══ Records supplied
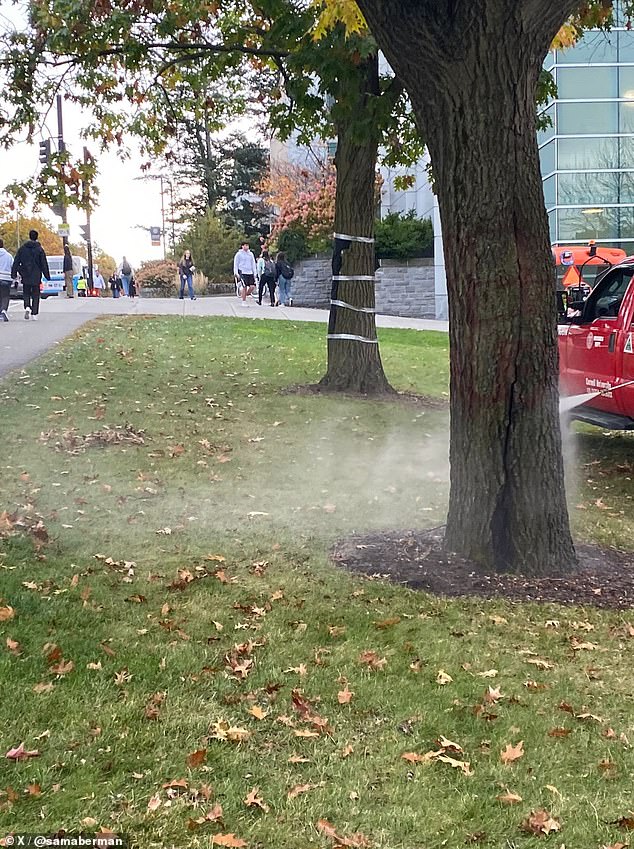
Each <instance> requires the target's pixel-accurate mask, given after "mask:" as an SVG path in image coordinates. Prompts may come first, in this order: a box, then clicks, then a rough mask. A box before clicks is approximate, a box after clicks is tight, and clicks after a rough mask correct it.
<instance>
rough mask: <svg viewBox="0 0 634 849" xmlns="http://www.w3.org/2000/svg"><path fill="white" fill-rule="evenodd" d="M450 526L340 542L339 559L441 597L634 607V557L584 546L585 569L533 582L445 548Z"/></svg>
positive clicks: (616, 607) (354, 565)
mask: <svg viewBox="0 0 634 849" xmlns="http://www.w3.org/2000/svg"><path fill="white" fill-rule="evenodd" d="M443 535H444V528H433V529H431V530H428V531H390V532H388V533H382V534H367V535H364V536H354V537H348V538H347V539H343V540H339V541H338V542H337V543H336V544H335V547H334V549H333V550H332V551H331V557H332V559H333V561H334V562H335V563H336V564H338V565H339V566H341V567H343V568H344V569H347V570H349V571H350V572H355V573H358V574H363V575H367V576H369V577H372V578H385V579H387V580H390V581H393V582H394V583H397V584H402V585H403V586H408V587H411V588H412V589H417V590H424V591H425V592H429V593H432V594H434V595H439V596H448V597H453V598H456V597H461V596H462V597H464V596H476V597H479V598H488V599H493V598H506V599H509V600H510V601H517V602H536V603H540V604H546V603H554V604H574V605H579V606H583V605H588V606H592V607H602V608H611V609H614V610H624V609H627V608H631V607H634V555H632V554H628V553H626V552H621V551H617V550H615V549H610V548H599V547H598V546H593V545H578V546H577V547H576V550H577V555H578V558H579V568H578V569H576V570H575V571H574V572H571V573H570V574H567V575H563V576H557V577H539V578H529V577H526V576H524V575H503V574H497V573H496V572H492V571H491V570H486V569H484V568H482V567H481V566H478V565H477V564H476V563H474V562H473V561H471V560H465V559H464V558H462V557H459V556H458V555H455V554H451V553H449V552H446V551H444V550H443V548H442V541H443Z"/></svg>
════
══ Records supplied
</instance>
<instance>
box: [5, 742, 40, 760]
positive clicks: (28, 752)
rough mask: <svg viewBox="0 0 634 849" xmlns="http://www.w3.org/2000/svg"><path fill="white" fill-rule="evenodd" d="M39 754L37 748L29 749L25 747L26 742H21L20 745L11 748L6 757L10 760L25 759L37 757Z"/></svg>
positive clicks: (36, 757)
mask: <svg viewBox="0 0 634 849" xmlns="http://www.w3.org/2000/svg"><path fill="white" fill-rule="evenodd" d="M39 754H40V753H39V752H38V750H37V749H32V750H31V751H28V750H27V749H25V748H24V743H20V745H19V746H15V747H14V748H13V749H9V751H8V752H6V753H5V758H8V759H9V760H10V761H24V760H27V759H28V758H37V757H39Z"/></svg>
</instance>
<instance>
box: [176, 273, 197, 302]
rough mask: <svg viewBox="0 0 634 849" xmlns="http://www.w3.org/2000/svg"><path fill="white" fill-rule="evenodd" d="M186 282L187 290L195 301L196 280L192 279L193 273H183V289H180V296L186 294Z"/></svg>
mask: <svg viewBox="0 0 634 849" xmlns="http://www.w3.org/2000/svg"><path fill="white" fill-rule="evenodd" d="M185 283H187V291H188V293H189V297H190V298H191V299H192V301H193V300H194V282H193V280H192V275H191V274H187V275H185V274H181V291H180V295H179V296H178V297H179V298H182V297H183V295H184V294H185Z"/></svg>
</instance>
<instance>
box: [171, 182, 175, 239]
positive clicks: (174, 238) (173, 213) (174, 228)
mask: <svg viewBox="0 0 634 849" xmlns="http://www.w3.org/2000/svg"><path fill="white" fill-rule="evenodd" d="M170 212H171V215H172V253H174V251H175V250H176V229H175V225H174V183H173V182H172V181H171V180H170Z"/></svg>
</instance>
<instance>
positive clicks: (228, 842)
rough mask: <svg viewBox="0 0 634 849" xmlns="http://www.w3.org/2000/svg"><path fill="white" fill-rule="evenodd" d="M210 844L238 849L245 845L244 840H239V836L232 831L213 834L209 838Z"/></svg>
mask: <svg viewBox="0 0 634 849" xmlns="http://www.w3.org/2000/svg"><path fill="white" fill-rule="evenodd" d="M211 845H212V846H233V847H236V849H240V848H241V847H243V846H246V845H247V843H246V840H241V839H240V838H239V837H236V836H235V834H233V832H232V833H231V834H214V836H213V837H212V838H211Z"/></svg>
════
_Task brief_
Transcribe the lines above between the line holding "Each <instance> requires" and the line holding "526L340 542L339 559L441", inclusive, exactly as they stand and with nothing added.

_Response for this exercise_
Each <instance> requires the target's pixel-accurate mask, given after "mask:" as an SVG path in image coordinates. Prompts may come first, in this order: a box, then clicks, then a rough mask. A box before clicks is approximate, a box after clicks is tight, and clicks after a rough mask correct it.
<instance>
rough mask: <svg viewBox="0 0 634 849" xmlns="http://www.w3.org/2000/svg"><path fill="white" fill-rule="evenodd" d="M450 526L340 542L339 559L441 597L634 607V557L584 546L585 569L533 582L445 548Z"/></svg>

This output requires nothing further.